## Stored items
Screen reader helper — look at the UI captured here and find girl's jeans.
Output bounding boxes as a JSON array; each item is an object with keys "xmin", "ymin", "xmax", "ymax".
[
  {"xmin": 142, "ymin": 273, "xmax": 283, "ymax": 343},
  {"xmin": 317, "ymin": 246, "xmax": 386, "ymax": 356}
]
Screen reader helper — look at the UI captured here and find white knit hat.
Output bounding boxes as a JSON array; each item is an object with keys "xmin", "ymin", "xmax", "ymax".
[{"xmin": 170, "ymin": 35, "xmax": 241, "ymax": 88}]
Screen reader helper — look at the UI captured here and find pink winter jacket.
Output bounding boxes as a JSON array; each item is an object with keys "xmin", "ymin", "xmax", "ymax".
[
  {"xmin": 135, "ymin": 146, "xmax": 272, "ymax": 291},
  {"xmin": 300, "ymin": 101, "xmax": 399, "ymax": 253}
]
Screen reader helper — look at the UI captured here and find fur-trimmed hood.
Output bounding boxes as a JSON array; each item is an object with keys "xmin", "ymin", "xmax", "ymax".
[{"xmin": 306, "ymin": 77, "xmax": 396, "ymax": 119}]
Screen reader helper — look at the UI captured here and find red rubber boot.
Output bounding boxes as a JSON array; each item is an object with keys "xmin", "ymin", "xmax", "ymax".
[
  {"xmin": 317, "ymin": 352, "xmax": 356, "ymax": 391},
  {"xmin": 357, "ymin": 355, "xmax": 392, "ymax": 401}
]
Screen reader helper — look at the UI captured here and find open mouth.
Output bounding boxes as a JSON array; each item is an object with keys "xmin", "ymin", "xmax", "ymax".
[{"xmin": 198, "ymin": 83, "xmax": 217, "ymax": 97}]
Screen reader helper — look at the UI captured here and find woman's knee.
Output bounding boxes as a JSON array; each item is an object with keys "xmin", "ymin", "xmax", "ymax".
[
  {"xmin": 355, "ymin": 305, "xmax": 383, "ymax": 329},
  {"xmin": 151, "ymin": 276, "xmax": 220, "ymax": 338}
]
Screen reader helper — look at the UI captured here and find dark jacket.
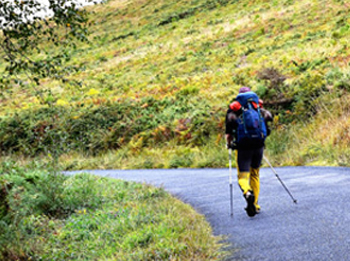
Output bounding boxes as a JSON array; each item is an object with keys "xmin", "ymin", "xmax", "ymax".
[{"xmin": 225, "ymin": 108, "xmax": 273, "ymax": 150}]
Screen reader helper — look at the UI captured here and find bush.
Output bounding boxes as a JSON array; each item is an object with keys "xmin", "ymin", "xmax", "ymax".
[{"xmin": 0, "ymin": 96, "xmax": 223, "ymax": 155}]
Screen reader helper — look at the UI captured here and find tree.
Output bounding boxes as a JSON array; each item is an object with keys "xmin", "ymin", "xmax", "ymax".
[{"xmin": 0, "ymin": 0, "xmax": 96, "ymax": 98}]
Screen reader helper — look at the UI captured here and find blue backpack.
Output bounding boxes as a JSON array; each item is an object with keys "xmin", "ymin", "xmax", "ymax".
[{"xmin": 236, "ymin": 92, "xmax": 267, "ymax": 144}]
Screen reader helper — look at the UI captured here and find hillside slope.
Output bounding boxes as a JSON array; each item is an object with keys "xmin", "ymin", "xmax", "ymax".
[{"xmin": 0, "ymin": 0, "xmax": 350, "ymax": 169}]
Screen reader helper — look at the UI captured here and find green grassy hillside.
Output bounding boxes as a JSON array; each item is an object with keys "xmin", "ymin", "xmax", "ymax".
[{"xmin": 0, "ymin": 0, "xmax": 350, "ymax": 169}]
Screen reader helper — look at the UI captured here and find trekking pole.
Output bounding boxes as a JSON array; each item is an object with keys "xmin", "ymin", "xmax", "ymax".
[
  {"xmin": 229, "ymin": 148, "xmax": 233, "ymax": 217},
  {"xmin": 264, "ymin": 155, "xmax": 297, "ymax": 204}
]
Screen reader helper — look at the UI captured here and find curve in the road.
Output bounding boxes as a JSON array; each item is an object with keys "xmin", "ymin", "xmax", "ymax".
[{"xmin": 69, "ymin": 167, "xmax": 350, "ymax": 261}]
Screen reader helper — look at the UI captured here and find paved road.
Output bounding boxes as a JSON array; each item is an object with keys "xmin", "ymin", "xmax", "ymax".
[{"xmin": 72, "ymin": 167, "xmax": 350, "ymax": 261}]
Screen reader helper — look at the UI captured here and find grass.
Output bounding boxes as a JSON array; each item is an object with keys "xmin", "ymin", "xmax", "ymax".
[
  {"xmin": 0, "ymin": 0, "xmax": 350, "ymax": 168},
  {"xmin": 0, "ymin": 164, "xmax": 225, "ymax": 260}
]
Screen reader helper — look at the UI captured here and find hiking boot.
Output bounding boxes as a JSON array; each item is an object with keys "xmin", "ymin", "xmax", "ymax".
[
  {"xmin": 244, "ymin": 191, "xmax": 256, "ymax": 217},
  {"xmin": 255, "ymin": 204, "xmax": 261, "ymax": 214}
]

## Exercise description
Rewrite all the records above as a Markdown table with the columns "Row" and "Line", numbering each row and skipping blank lines. Leave the pictures out.

## Solved problem
| Row | Line |
|---|---|
| 1 | Screen reader helper — look at the UI captured here and find girl's jeans. |
| 2 | Output bounding boxes as a JSON array; each item is an object with keys "xmin", "ymin", "xmax", "ymax". |
| 3 | [ |
| 4 |   {"xmin": 142, "ymin": 273, "xmax": 283, "ymax": 343}, |
| 5 |   {"xmin": 317, "ymin": 246, "xmax": 386, "ymax": 356} |
| 6 | ] |
| 7 | Screen reader helper — look at the UI captured here and find white knit hat. |
| 8 | Output bounding boxes as a JSON array; each item is an object with keys "xmin", "ymin", "xmax", "ymax". |
| 9 | [{"xmin": 170, "ymin": 35, "xmax": 241, "ymax": 88}] |
| 10 | Screen reader helper — look at the UI captured here and find pink winter jacket. |
| 11 | Output bounding boxes as a JSON array; each item is an object with keys "xmin", "ymin", "xmax", "ymax". |
| 12 | [ |
| 13 |   {"xmin": 135, "ymin": 146, "xmax": 272, "ymax": 291}, |
| 14 |   {"xmin": 300, "ymin": 101, "xmax": 399, "ymax": 253} |
| 15 | ] |
| 16 | Screen reader helper — look at the UI captured here and find fur-trimmed hood. |
| 17 | Output bounding boxes as a JSON array; each item is an object with keys "xmin", "ymin", "xmax", "ymax". |
| 18 | [{"xmin": 306, "ymin": 77, "xmax": 396, "ymax": 119}] |
| 19 | Screen reader helper — look at the UI captured here and find red rubber boot. |
| 20 | Output bounding boxes as a JSON array; each item is an object with keys "xmin", "ymin", "xmax", "ymax". |
| 21 | [ |
| 22 |   {"xmin": 317, "ymin": 352, "xmax": 356, "ymax": 391}, |
| 23 |   {"xmin": 357, "ymin": 355, "xmax": 392, "ymax": 401} |
| 24 | ] |
| 25 | Screen reader helper — look at the UI captured here and find open mouth. |
| 26 | Output bounding boxes as a JSON array; each item is an object with keys "xmin", "ymin", "xmax", "ymax". |
| 27 | [{"xmin": 198, "ymin": 83, "xmax": 217, "ymax": 97}] |
| 28 | Screen reader helper — look at the UI captured here and find woman's knee. |
| 29 | Output bounding boxes as a JSON array; each item is an object with keys "xmin", "ymin", "xmax", "ymax". |
| 30 | [ |
| 31 |   {"xmin": 355, "ymin": 305, "xmax": 383, "ymax": 329}, |
| 32 |   {"xmin": 151, "ymin": 276, "xmax": 220, "ymax": 338} |
| 33 | ] |
| 34 | Screen reader helper — look at the UI captured here and find dark jacket. |
| 35 | Output bounding boxes as a JSON array; each item is an object with keys "xmin", "ymin", "xmax", "ymax". |
| 36 | [{"xmin": 225, "ymin": 108, "xmax": 273, "ymax": 150}] |
| 37 | Screen reader helper — look at the UI captured here and find bush. |
| 38 | Output bounding boxes as a JSON array; each item is an object with keys "xmin", "ymin", "xmax", "ymax". |
| 39 | [{"xmin": 0, "ymin": 96, "xmax": 223, "ymax": 155}] |
| 40 | Screen reader helper — look at the UI captured here and find tree. |
| 41 | Output bounding boxes as a JSON array; each item is an object with keys "xmin", "ymin", "xmax", "ymax". |
| 42 | [{"xmin": 0, "ymin": 0, "xmax": 96, "ymax": 98}] |
| 43 | Screen reader helper — look at the UI captured here and find blue backpack. |
| 44 | Output bounding boxes as a JSON array; each item is an object with keys "xmin", "ymin", "xmax", "ymax". |
| 45 | [{"xmin": 236, "ymin": 92, "xmax": 267, "ymax": 144}] |
| 46 | Screen reader helper — look at the UI captured here and find hillside slope. |
| 47 | Output bounding boxes as a JSON array; each item is an object with keys "xmin", "ymin", "xmax", "ymax". |
| 48 | [{"xmin": 0, "ymin": 0, "xmax": 350, "ymax": 169}] |
| 49 | Screen reader helper — look at the UI captured here and find green grassy hillside. |
| 50 | Output bounding boxes as a JSON array; each item is an object with keys "xmin", "ymin", "xmax", "ymax". |
| 51 | [{"xmin": 0, "ymin": 0, "xmax": 350, "ymax": 169}] |
| 52 | Screen reader helper — look at the UI captured here and find trekking pole. |
| 53 | Output bounding boxes as a JSON array; each item is an object with keys "xmin", "ymin", "xmax", "ymax". |
| 54 | [ |
| 55 |   {"xmin": 229, "ymin": 148, "xmax": 233, "ymax": 217}, |
| 56 |   {"xmin": 264, "ymin": 155, "xmax": 297, "ymax": 204} |
| 57 | ] |
| 58 | Screen reader helper — look at the UI captured here and find curve in the road. |
| 59 | Output bounding boxes as a JSON array; each item is an object with keys "xmin", "ymin", "xmax", "ymax". |
| 60 | [{"xmin": 69, "ymin": 167, "xmax": 350, "ymax": 261}] |
| 61 | Screen reader helper — look at the UI captured here and find paved road. |
| 62 | Output bounding boxes as a JSON array; each item is an object with keys "xmin", "ymin", "xmax", "ymax". |
| 63 | [{"xmin": 72, "ymin": 167, "xmax": 350, "ymax": 261}] |
| 64 | Screen reader helper — look at the UI captured here and find grass. |
| 65 | Output bounding boxes as a JSON array; each item is an object with keys "xmin", "ymin", "xmax", "ymax". |
| 66 | [ |
| 67 |   {"xmin": 0, "ymin": 0, "xmax": 350, "ymax": 168}, |
| 68 |   {"xmin": 0, "ymin": 164, "xmax": 225, "ymax": 260} |
| 69 | ] |
| 70 | Screen reader helper — look at the UI captured here and find hiking boot. |
| 71 | Output bounding boxes as a JSON array; each item is an object with keys "xmin", "ymin", "xmax", "ymax". |
| 72 | [ |
| 73 |   {"xmin": 244, "ymin": 191, "xmax": 256, "ymax": 217}, |
| 74 |   {"xmin": 255, "ymin": 204, "xmax": 261, "ymax": 214} |
| 75 | ] |